- What you are asked to do -
Gather every line in the items below that contains the string "fence", and copy each of those lines unchanged.

- Material shown -
* * * * *

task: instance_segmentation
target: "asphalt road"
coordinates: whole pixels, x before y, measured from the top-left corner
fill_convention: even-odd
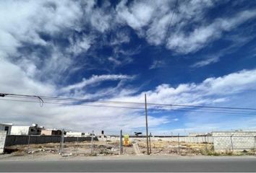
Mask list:
[[[0,172],[256,172],[256,158],[0,161]]]

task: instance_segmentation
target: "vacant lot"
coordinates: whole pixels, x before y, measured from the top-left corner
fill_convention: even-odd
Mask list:
[[[151,141],[150,151],[151,155],[166,156],[229,156],[229,155],[254,155],[254,151],[243,151],[242,152],[231,152],[226,151],[223,153],[214,151],[212,143],[191,143],[174,141]],[[139,148],[138,151],[136,151]],[[137,140],[131,142],[129,146],[124,146],[124,155],[143,155],[147,154],[145,141]],[[31,144],[12,146],[6,148],[9,156],[32,155],[47,156],[59,154],[60,152],[59,143]],[[64,143],[62,149],[63,156],[111,156],[119,154],[119,141],[94,141],[91,142],[69,142]]]

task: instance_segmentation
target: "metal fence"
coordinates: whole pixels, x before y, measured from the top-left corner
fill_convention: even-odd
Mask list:
[[[145,138],[130,138],[129,142],[129,145],[122,146],[120,136],[96,138],[93,133],[88,137],[7,136],[5,151],[15,151],[18,155],[52,153],[64,156],[147,154]],[[151,154],[214,155],[242,152],[252,155],[255,151],[256,136],[150,136],[150,141]]]

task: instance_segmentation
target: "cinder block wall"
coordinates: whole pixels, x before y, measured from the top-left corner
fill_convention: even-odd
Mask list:
[[[4,152],[7,131],[0,130],[0,154]]]
[[[243,151],[256,148],[256,132],[213,132],[217,151]]]

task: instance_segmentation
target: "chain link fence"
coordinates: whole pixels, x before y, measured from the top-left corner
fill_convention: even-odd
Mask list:
[[[102,137],[102,136],[101,136]],[[1,138],[1,136],[0,136]],[[5,153],[25,154],[61,154],[67,156],[105,156],[120,154],[120,136],[108,138],[64,136],[7,136]],[[146,138],[129,138],[122,154],[147,154]],[[255,155],[256,136],[150,136],[150,153],[155,155]]]

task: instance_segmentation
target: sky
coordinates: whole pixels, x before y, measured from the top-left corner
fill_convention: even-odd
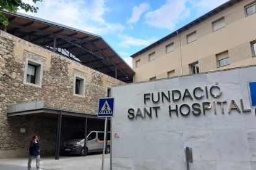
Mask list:
[[[130,56],[228,0],[43,0],[19,12],[101,36],[130,66]]]

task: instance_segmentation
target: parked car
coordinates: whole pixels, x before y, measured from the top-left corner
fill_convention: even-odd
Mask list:
[[[65,141],[61,148],[62,153],[80,154],[86,155],[88,153],[103,151],[104,147],[104,132],[90,131],[87,132],[87,142],[84,147],[85,133],[78,132],[70,139]],[[107,135],[108,144],[106,153],[110,153],[110,132]]]

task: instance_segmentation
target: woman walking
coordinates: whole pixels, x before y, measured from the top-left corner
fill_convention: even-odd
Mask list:
[[[34,136],[29,145],[29,158],[28,162],[28,170],[31,169],[31,162],[34,157],[36,157],[36,164],[37,170],[40,169],[40,153],[39,150],[39,136]]]

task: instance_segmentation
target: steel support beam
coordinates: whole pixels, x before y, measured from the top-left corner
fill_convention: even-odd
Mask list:
[[[59,160],[59,147],[61,141],[61,122],[62,119],[62,111],[61,110],[59,114],[59,119],[58,121],[58,131],[57,131],[57,141],[56,147],[55,148],[55,160]]]

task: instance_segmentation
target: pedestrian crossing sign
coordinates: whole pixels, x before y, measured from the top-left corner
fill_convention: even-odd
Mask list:
[[[114,116],[114,98],[101,98],[99,100],[98,117]]]

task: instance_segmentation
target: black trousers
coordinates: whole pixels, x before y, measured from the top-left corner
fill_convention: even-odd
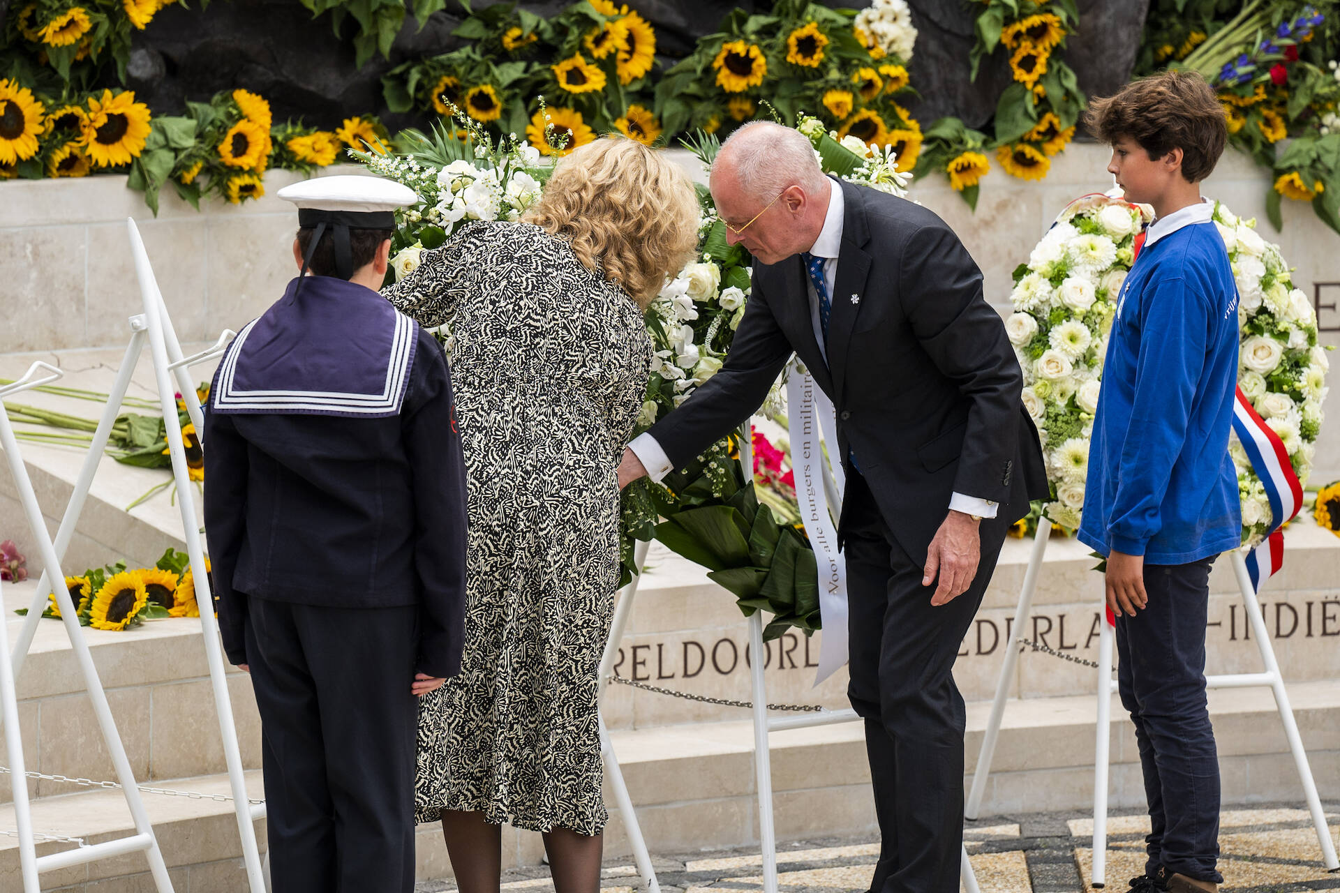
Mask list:
[[[947,506],[946,506],[947,511]],[[935,584],[898,545],[859,474],[844,495],[851,684],[866,720],[880,851],[874,893],[958,893],[963,841],[963,698],[954,659],[996,569],[1009,521],[981,522],[967,592],[930,604]]]
[[[248,613],[275,893],[411,893],[418,608]]]
[[[1223,882],[1219,758],[1205,698],[1210,565],[1144,565],[1148,606],[1116,619],[1116,685],[1135,723],[1150,806],[1146,874]]]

* * * * *

- Exercise output -
target: "metal fence"
target: "chain link fence"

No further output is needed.